:: Aim ::
Gather every line in the listing below that contains the string "sunglasses", treating uppercase and lowercase as different.

═════ Records for this task ═════

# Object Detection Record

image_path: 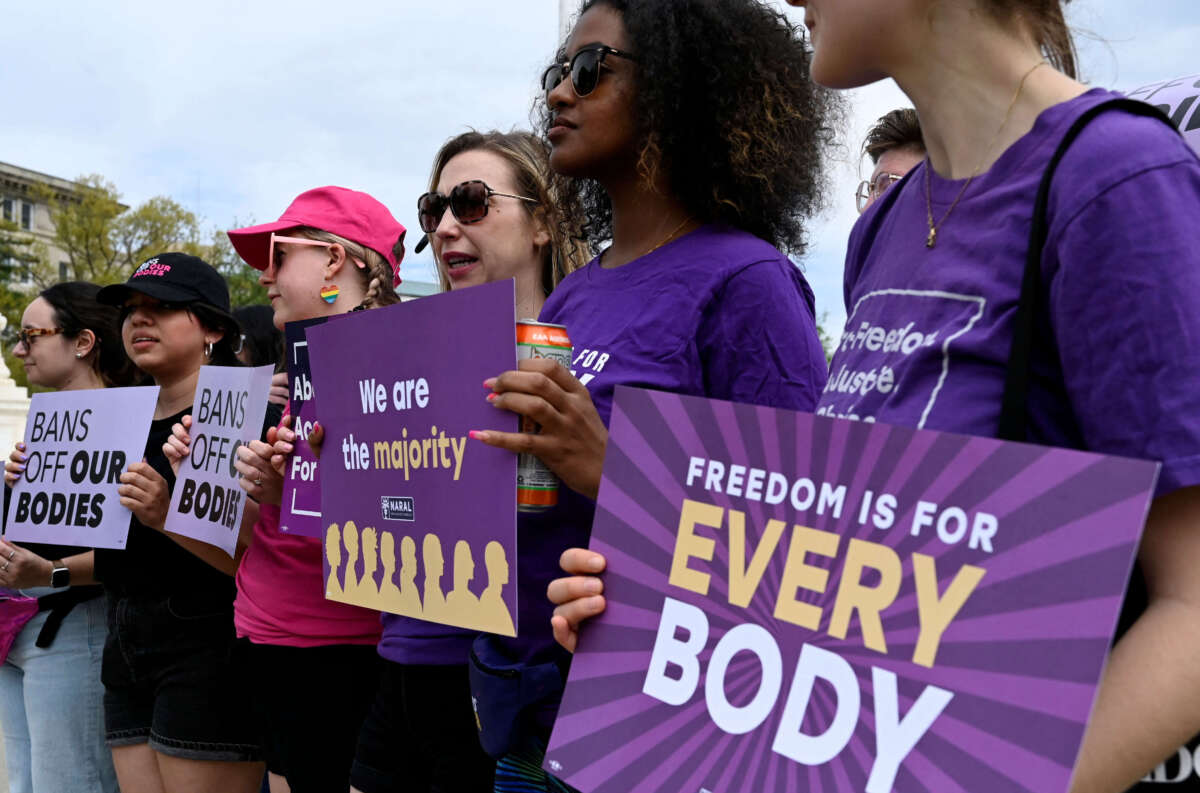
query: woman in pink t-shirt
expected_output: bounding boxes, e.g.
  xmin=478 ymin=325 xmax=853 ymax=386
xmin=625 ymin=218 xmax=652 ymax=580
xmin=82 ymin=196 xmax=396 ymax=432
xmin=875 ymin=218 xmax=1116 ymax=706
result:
xmin=173 ymin=187 xmax=404 ymax=793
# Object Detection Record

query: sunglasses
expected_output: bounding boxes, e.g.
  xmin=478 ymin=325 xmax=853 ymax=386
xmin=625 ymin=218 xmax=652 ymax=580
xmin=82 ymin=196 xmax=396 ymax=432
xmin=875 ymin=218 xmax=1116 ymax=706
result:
xmin=266 ymin=234 xmax=367 ymax=270
xmin=541 ymin=44 xmax=637 ymax=103
xmin=416 ymin=179 xmax=538 ymax=234
xmin=118 ymin=300 xmax=192 ymax=325
xmin=17 ymin=328 xmax=62 ymax=349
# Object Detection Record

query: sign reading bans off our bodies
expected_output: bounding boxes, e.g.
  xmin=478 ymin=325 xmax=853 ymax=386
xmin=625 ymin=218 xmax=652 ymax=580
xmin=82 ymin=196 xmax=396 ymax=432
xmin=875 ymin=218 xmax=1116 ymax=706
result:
xmin=306 ymin=281 xmax=517 ymax=636
xmin=546 ymin=388 xmax=1158 ymax=793
xmin=167 ymin=366 xmax=274 ymax=557
xmin=5 ymin=385 xmax=158 ymax=548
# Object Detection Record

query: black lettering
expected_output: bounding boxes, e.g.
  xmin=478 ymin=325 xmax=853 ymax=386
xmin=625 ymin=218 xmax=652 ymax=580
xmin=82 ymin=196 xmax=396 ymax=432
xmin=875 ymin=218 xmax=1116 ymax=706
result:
xmin=179 ymin=479 xmax=196 ymax=515
xmin=196 ymin=389 xmax=212 ymax=421
xmin=14 ymin=491 xmax=30 ymax=523
xmin=71 ymin=449 xmax=88 ymax=485
xmin=108 ymin=451 xmax=125 ymax=485
xmin=29 ymin=413 xmax=46 ymax=444
xmin=88 ymin=493 xmax=104 ymax=529
xmin=29 ymin=493 xmax=50 ymax=523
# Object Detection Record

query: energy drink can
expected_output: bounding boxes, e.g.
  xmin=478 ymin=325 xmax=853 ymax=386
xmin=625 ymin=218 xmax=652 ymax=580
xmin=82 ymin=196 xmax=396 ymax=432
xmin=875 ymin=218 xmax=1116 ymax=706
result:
xmin=517 ymin=319 xmax=574 ymax=512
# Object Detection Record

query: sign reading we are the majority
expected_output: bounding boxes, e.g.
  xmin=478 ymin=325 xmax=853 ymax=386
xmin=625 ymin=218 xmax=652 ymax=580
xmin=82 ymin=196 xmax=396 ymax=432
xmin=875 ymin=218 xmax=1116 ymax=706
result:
xmin=166 ymin=366 xmax=274 ymax=557
xmin=5 ymin=385 xmax=158 ymax=548
xmin=545 ymin=388 xmax=1158 ymax=793
xmin=306 ymin=281 xmax=517 ymax=636
xmin=280 ymin=317 xmax=330 ymax=537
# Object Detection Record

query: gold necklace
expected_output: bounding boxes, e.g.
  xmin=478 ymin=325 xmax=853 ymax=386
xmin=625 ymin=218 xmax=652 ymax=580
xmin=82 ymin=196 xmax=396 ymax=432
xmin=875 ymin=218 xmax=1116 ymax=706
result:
xmin=637 ymin=215 xmax=691 ymax=259
xmin=925 ymin=60 xmax=1045 ymax=248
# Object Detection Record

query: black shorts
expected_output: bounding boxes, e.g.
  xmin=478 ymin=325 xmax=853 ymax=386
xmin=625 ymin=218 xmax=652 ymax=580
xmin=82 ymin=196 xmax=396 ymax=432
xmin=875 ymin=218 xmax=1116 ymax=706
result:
xmin=101 ymin=591 xmax=262 ymax=761
xmin=350 ymin=661 xmax=496 ymax=793
xmin=238 ymin=638 xmax=383 ymax=793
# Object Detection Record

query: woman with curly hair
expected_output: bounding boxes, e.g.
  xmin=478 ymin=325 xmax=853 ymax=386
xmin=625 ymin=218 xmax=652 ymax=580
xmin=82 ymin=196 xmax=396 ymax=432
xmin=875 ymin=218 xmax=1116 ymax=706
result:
xmin=472 ymin=0 xmax=835 ymax=791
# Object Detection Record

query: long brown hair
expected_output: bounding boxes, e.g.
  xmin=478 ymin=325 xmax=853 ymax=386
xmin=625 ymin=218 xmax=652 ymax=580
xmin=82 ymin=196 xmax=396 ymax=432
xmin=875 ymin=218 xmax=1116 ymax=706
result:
xmin=430 ymin=130 xmax=592 ymax=294
xmin=983 ymin=0 xmax=1079 ymax=78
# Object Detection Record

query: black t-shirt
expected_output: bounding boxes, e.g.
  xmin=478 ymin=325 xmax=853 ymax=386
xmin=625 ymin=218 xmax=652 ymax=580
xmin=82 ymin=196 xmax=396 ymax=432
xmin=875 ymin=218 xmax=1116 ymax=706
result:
xmin=96 ymin=404 xmax=282 ymax=605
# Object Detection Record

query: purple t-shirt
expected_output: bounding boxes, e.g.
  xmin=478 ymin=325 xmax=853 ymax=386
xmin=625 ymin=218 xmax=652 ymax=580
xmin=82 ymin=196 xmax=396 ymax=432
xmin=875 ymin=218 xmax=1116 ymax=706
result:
xmin=817 ymin=90 xmax=1200 ymax=494
xmin=817 ymin=90 xmax=1200 ymax=791
xmin=475 ymin=220 xmax=826 ymax=708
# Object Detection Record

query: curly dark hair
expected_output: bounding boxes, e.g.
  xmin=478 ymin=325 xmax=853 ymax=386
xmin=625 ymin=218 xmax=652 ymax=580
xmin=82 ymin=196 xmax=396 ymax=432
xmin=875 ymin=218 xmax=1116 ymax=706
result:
xmin=538 ymin=0 xmax=842 ymax=254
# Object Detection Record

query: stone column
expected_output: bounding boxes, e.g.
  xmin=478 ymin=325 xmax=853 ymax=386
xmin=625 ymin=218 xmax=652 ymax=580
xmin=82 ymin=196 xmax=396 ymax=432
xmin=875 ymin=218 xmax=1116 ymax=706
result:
xmin=0 ymin=314 xmax=29 ymax=462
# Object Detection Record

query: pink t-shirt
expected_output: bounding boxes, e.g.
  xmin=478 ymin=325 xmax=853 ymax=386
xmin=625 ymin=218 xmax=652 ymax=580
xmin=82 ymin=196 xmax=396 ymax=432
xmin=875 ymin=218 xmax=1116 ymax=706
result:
xmin=234 ymin=504 xmax=380 ymax=647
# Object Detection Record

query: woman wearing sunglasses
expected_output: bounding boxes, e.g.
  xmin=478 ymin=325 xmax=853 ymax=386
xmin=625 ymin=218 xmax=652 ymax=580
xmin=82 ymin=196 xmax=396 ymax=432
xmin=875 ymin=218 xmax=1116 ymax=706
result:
xmin=79 ymin=253 xmax=270 ymax=793
xmin=328 ymin=132 xmax=587 ymax=793
xmin=473 ymin=0 xmax=832 ymax=789
xmin=170 ymin=187 xmax=404 ymax=793
xmin=0 ymin=281 xmax=136 ymax=793
xmin=552 ymin=0 xmax=1200 ymax=793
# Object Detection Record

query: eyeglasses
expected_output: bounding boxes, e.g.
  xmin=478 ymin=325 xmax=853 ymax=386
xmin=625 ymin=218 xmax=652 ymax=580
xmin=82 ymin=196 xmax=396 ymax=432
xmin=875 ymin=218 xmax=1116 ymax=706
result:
xmin=266 ymin=234 xmax=367 ymax=270
xmin=17 ymin=328 xmax=62 ymax=349
xmin=416 ymin=179 xmax=539 ymax=234
xmin=541 ymin=44 xmax=637 ymax=102
xmin=854 ymin=170 xmax=904 ymax=212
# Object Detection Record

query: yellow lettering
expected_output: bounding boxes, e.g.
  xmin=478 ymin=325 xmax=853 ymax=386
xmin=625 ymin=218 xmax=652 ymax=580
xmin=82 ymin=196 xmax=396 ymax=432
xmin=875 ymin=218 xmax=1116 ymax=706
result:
xmin=912 ymin=553 xmax=986 ymax=667
xmin=775 ymin=525 xmax=841 ymax=631
xmin=829 ymin=539 xmax=902 ymax=653
xmin=667 ymin=498 xmax=725 ymax=595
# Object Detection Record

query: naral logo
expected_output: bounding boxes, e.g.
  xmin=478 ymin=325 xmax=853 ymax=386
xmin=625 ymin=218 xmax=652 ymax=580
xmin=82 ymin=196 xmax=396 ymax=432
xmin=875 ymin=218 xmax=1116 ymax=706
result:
xmin=380 ymin=495 xmax=415 ymax=521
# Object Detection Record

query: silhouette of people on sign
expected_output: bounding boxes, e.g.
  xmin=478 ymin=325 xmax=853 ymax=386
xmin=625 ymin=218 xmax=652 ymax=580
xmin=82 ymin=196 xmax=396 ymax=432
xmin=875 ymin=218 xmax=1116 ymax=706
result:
xmin=421 ymin=534 xmax=446 ymax=623
xmin=342 ymin=521 xmax=359 ymax=603
xmin=355 ymin=525 xmax=379 ymax=608
xmin=325 ymin=523 xmax=344 ymax=600
xmin=379 ymin=531 xmax=421 ymax=617
xmin=479 ymin=540 xmax=516 ymax=636
xmin=446 ymin=540 xmax=479 ymax=625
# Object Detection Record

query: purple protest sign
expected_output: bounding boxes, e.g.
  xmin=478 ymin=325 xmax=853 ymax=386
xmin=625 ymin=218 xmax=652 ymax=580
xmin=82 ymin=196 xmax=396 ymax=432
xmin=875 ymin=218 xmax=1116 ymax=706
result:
xmin=546 ymin=388 xmax=1158 ymax=793
xmin=167 ymin=366 xmax=275 ymax=557
xmin=307 ymin=281 xmax=517 ymax=636
xmin=280 ymin=317 xmax=329 ymax=537
xmin=5 ymin=385 xmax=158 ymax=548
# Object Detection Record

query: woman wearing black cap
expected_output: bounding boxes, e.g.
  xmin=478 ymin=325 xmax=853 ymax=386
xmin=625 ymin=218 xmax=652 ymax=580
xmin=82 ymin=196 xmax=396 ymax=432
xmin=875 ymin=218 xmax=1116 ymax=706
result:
xmin=96 ymin=253 xmax=270 ymax=793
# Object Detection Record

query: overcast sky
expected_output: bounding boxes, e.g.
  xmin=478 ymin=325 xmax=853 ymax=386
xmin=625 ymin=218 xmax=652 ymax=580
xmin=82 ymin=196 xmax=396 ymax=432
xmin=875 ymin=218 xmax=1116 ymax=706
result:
xmin=0 ymin=0 xmax=1200 ymax=329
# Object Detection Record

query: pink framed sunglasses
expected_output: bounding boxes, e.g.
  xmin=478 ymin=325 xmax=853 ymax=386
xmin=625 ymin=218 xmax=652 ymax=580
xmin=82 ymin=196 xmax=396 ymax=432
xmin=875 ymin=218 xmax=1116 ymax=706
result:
xmin=266 ymin=233 xmax=367 ymax=270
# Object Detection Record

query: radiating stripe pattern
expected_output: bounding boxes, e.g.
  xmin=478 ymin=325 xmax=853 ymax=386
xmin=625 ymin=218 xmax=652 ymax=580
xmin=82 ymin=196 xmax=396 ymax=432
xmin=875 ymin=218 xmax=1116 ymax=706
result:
xmin=545 ymin=388 xmax=1157 ymax=793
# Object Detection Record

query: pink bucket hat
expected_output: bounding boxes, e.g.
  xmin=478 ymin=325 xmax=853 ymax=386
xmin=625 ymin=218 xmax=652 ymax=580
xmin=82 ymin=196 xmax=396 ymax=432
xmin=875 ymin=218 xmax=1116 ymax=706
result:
xmin=228 ymin=186 xmax=404 ymax=287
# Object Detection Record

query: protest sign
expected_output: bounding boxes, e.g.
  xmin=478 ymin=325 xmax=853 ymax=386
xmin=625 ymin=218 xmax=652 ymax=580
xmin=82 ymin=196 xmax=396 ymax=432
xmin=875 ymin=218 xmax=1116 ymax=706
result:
xmin=1129 ymin=74 xmax=1200 ymax=152
xmin=280 ymin=317 xmax=329 ymax=537
xmin=307 ymin=281 xmax=517 ymax=636
xmin=5 ymin=385 xmax=158 ymax=548
xmin=166 ymin=366 xmax=275 ymax=557
xmin=546 ymin=388 xmax=1158 ymax=793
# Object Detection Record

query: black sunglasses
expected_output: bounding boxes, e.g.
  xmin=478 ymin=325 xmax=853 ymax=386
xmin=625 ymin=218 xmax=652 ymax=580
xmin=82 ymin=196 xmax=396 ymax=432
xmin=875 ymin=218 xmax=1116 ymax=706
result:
xmin=118 ymin=300 xmax=192 ymax=325
xmin=541 ymin=44 xmax=637 ymax=102
xmin=416 ymin=179 xmax=538 ymax=234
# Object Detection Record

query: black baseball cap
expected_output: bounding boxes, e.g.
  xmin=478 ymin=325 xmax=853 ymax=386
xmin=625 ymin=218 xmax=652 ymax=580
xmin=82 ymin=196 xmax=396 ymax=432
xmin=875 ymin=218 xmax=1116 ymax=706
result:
xmin=96 ymin=253 xmax=238 ymax=334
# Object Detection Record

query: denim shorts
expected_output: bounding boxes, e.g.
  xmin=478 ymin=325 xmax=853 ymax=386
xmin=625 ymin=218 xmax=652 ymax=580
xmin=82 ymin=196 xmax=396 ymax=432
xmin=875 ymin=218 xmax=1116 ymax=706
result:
xmin=101 ymin=591 xmax=262 ymax=761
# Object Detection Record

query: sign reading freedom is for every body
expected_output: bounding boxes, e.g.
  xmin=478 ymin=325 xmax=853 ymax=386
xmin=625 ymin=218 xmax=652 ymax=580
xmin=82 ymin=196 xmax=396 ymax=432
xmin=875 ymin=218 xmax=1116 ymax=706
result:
xmin=307 ymin=281 xmax=517 ymax=636
xmin=546 ymin=388 xmax=1158 ymax=793
xmin=5 ymin=385 xmax=158 ymax=548
xmin=166 ymin=366 xmax=274 ymax=557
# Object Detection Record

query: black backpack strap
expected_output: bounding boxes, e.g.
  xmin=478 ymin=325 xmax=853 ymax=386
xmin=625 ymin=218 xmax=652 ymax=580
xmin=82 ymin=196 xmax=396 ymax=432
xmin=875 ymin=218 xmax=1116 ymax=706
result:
xmin=996 ymin=98 xmax=1177 ymax=440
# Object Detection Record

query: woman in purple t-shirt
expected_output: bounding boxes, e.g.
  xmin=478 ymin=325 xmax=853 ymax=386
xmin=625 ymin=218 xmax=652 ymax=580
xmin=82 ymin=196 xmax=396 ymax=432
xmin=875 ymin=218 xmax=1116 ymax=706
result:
xmin=552 ymin=0 xmax=1200 ymax=793
xmin=472 ymin=0 xmax=834 ymax=789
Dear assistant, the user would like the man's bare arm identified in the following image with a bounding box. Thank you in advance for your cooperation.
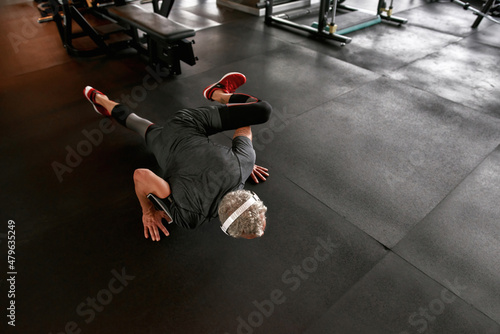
[233,126,269,183]
[233,126,252,140]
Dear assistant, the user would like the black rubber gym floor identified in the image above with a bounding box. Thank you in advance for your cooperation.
[0,0,500,334]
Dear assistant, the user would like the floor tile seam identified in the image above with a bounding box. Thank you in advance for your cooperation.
[390,35,464,75]
[283,174,390,250]
[300,249,500,329]
[290,72,380,121]
[390,249,500,326]
[390,141,500,250]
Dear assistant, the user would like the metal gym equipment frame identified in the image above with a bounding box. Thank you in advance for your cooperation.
[265,0,408,46]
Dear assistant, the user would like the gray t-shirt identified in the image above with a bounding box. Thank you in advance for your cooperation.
[148,107,255,228]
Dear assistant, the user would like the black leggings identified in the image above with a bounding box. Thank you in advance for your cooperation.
[111,94,272,137]
[218,94,272,131]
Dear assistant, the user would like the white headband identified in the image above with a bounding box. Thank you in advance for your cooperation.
[220,194,260,234]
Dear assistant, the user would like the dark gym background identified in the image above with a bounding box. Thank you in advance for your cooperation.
[0,0,500,334]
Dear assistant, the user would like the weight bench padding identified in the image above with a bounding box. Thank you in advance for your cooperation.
[108,5,195,42]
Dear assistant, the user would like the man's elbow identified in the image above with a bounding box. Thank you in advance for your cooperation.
[134,168,150,184]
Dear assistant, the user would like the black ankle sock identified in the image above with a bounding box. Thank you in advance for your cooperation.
[229,94,259,103]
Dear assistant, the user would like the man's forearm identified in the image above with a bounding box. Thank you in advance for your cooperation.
[233,126,252,140]
[134,169,170,212]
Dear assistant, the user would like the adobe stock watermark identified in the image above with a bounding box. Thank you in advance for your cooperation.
[399,278,467,334]
[224,236,340,334]
[49,268,135,334]
[7,16,41,53]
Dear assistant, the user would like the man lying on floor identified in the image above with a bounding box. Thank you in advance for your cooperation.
[84,72,272,241]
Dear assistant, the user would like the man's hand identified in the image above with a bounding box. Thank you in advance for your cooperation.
[250,165,269,183]
[142,209,170,241]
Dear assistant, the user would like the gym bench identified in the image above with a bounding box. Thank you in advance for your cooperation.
[107,0,198,74]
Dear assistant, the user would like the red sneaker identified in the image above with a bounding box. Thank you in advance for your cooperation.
[203,72,247,101]
[83,86,111,116]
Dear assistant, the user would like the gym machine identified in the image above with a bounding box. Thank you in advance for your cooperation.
[265,0,408,46]
[451,0,500,29]
[39,0,198,74]
[38,0,130,57]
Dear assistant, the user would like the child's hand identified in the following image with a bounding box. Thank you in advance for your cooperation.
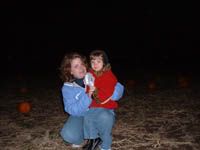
[88,86,96,97]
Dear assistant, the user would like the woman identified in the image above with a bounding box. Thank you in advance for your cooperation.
[60,52,124,147]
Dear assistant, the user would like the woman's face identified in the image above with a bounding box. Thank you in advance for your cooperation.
[71,58,87,79]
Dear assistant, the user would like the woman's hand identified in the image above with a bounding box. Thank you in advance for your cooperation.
[88,86,96,97]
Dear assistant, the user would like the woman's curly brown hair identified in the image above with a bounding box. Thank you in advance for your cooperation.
[59,52,88,82]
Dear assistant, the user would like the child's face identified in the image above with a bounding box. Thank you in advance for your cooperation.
[90,56,103,71]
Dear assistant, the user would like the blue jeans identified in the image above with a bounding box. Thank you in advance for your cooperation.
[60,116,84,145]
[83,108,115,149]
[60,108,115,149]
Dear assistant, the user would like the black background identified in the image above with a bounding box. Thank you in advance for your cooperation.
[0,1,200,78]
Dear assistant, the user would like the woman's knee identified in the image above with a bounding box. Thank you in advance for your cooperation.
[98,110,115,123]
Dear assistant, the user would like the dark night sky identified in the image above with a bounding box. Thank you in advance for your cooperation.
[1,1,200,76]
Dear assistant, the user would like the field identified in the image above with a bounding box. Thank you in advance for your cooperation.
[0,72,200,150]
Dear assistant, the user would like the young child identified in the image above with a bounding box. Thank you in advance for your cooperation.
[89,50,118,109]
[84,50,118,150]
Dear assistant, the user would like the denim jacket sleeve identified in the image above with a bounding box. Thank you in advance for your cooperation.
[62,85,92,116]
[112,82,124,101]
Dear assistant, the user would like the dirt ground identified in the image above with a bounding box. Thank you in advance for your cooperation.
[0,74,200,150]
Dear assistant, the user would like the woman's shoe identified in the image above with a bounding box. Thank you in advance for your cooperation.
[83,138,102,150]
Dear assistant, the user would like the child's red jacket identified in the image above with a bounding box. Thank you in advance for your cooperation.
[90,70,118,109]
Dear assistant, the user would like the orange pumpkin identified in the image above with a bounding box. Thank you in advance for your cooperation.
[18,102,31,113]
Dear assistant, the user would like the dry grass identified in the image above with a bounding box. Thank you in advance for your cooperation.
[0,75,200,150]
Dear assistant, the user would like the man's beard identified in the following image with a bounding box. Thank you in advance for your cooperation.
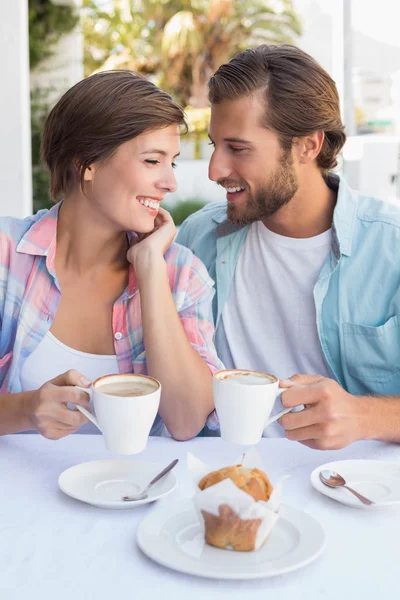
[227,150,299,225]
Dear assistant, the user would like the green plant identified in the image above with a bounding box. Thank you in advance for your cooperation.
[82,0,301,108]
[29,0,79,212]
[31,89,52,213]
[29,0,79,69]
[167,198,207,225]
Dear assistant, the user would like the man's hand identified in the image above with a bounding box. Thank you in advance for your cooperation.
[279,375,363,450]
[25,370,90,440]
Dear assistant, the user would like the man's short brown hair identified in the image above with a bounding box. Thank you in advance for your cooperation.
[208,44,346,173]
[41,70,186,199]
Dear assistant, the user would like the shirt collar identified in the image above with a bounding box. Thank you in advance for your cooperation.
[17,202,138,298]
[213,173,357,258]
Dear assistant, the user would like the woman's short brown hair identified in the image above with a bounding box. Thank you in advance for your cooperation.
[41,70,186,199]
[209,44,346,173]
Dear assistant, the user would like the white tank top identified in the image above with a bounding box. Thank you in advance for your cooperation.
[21,331,119,433]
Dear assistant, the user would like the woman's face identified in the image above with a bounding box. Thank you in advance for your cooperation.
[84,125,180,233]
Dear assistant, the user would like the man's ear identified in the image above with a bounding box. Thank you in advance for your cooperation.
[295,130,325,164]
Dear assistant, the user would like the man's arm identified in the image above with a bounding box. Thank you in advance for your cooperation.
[279,375,400,450]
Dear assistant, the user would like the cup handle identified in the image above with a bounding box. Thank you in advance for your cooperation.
[264,388,292,429]
[75,385,103,433]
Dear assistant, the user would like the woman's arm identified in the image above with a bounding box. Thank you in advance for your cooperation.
[128,211,220,440]
[0,370,90,440]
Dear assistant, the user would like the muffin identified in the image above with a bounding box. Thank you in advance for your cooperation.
[198,465,273,552]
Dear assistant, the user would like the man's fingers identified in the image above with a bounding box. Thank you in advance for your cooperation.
[53,406,88,429]
[49,369,91,387]
[286,425,325,442]
[278,405,321,431]
[287,373,325,385]
[281,385,320,408]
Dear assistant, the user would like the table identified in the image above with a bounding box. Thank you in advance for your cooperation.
[0,434,400,600]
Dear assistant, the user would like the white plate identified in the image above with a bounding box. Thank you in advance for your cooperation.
[136,500,325,579]
[58,459,176,509]
[311,460,400,510]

═════

:: Exercise solution ::
query: sunglasses
query: woman wearing sunglasses
query: pink framed sunglasses
query: black sunglasses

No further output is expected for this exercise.